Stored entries
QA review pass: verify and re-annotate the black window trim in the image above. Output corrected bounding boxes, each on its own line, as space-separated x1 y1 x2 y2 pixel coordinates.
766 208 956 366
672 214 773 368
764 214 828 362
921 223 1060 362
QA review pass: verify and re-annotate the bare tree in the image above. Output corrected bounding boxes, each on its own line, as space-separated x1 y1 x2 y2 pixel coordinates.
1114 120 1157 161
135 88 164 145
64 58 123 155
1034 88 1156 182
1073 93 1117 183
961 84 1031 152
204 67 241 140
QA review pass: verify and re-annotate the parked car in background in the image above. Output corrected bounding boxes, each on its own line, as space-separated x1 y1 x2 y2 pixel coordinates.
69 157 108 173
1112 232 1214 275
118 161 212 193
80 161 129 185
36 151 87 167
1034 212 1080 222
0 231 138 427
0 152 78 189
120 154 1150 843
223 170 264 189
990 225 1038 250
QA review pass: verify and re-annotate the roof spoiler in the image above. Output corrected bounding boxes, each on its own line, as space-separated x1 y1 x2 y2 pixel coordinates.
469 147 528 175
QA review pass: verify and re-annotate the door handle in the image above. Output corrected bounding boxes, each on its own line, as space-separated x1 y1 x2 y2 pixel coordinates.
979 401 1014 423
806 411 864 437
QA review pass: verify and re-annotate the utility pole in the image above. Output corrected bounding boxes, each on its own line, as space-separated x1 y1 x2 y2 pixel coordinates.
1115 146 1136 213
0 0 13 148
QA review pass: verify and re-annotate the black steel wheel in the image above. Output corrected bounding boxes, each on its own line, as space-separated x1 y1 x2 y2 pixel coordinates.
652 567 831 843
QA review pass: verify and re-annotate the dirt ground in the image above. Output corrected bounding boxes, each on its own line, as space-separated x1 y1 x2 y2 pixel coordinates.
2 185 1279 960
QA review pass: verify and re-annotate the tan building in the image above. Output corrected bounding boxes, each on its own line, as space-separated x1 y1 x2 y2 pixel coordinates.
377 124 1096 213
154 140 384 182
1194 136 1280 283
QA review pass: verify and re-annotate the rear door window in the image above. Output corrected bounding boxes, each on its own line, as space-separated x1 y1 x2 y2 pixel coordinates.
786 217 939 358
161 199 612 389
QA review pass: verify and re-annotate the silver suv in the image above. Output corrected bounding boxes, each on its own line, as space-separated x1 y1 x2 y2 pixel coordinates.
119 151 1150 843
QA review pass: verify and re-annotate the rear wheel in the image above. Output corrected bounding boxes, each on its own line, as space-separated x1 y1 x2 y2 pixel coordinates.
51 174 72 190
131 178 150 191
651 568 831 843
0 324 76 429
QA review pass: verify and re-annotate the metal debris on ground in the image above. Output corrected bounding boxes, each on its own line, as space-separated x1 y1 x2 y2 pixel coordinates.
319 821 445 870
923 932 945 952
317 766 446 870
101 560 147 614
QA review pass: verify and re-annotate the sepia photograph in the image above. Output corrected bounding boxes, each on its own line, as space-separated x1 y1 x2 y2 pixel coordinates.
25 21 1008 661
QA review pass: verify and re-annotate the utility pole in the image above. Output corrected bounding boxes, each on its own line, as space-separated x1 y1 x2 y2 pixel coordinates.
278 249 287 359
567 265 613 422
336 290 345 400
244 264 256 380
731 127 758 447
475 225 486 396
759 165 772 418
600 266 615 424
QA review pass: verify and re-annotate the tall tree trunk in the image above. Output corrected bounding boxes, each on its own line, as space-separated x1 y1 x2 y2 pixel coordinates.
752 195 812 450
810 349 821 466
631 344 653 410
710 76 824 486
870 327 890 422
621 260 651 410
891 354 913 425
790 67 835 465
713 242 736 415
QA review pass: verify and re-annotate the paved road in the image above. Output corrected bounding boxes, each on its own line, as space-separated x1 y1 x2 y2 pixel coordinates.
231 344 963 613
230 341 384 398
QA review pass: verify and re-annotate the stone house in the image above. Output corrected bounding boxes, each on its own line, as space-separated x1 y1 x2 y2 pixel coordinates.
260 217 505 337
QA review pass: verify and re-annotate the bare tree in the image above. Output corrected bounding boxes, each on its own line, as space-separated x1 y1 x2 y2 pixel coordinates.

> Work required
An exact copy of every entry is required.

> Result of the exercise
QA review pass: verify and re-annotate the black window trim in the image above. Output corrected bounding boxes, each on its own line, as space-separated x1 y1 x2 y2 pixel coordinates.
766 208 956 366
672 214 773 368
764 214 828 362
921 223 1060 362
QA review pass: verify and re-annotate the bare tree in the image above. Output corrected bounding boxes, each on its own line, as space-separated x1 y1 x2 y2 pixel coordinates.
1114 120 1157 161
135 88 164 145
64 58 123 155
1034 88 1156 182
1073 93 1117 183
961 84 1031 152
204 67 241 140
QA review pass: verify and re-annotate the parked car in background in the image above. Output corrected bounding boxes, each on its own line, as space-separated x1 y1 x2 y2 pixel coordinates.
69 157 108 173
1112 232 1214 275
118 161 212 193
80 161 129 185
36 151 87 167
1034 212 1080 222
0 231 138 427
0 152 78 189
120 154 1150 843
223 170 264 189
990 225 1038 250
QA review pass: verify and re-annotate the roof spoiler in the image above. Output corrected bounding boxes, each on its own line, as space-separated x1 y1 x2 y2 pixel coordinates.
469 147 528 175
QA review pass: verify and re-annotate the door handle in the image above. Output corrected bounding boxes, each on its own line, as space-separated x1 y1 x2 y2 pixel coordinates.
979 401 1014 423
806 411 864 437
QA review pass: verify and re-annotate the utility pole in the image above. Output corrected bounding boxes, each on its own line, as space-separated x1 y1 x2 y2 pixel coordinates.
1115 146 1136 213
0 0 13 148
QA review pass: verify and re-annotate the black steel wheel in the image above. Output corrected bounding boxes, each on its own line, as space-separated x1 y1 x2 y2 pixel coordinates.
652 567 831 843
QA review pass: verify and re-annotate the dirt ground in the image above. Output corrected bounding boxes, each on its own line, as space-separated x1 y1 x2 y2 pixel coordinates.
2 185 1279 960
QA review pass: verify and re-annotate the tan building in the image above. Output corrected bounding boxes, each on its own line, as space-separated x1 y1 x2 y2 pixel coordinates.
377 124 1096 213
154 140 384 182
1194 136 1280 283
QA review pass: verify and re-annotate the rear door window in the image above. Output corrected bounding boxes, each on its own line, as space-separated x1 y1 x2 y2 pixel coordinates.
786 217 939 358
161 199 612 389
QA review pass: verify and re-annotate the silver suv in the image above. Output corrected bounding boxes, each on its own line, as space-separated x1 y1 x2 y2 pixel coordinates.
119 151 1150 843
QA review pass: verify and re-annotate the rear wheel in the image above. Output corrected bounding boxes, each on its own line, as space-separated x1 y1 x2 y2 pixel coordinates.
51 174 72 190
131 178 150 191
651 568 831 843
0 324 76 429
QA review pass: verify and re-annotate the metal debris on ground in the image above. Output corrected bounding boxes, each on its own line, as space-separated x1 y1 x2 y2 pixel coordinates.
319 821 445 870
923 932 945 952
317 766 446 870
101 560 147 614
QA review pass: verify and re-annotate the sepia photograph in the image above. Output corrected bounding boxes, each on its own line, as space-separated x1 y1 x2 y2 pixel coordinates.
25 21 1008 661
QA review pass: verify and re-annotate the utility pole in the image above. Output corrected bounding boxes, each on its own line, as space-separated x1 y1 x2 y2 pixel coordinates.
278 249 287 359
567 265 613 422
336 290 345 400
244 264 256 380
731 127 758 447
475 225 486 396
759 165 772 418
600 266 615 424
QA review pass: verify and re-annotate the tall tree trunk in the image above. Output corrected bounding boxes, each on its own line, as space-separated x1 y1 x2 y2 pixel coordinates.
752 195 812 450
810 349 821 466
631 344 653 410
710 76 824 486
870 327 890 422
621 260 651 410
891 354 913 425
790 67 835 465
713 242 736 415
QA review pass: verify and re-annotate the paved road in the image above. Output corrected bounding boxes, each on its own line, as space-separated x1 y1 x2 y2 pixel coordinates.
231 344 963 613
230 341 384 398
QA review pass: verify and re-annotate the stone house in the image above. Output corrected bounding boxes, each on its own line, as space-separated x1 y1 x2 y2 pixel coordinates.
260 217 505 337
QA review pass: verify and re-annotate the bare tree in the image above. Output corrected bounding boxes, each on its own line, as space-separated x1 y1 x2 y2 pixel coordinates.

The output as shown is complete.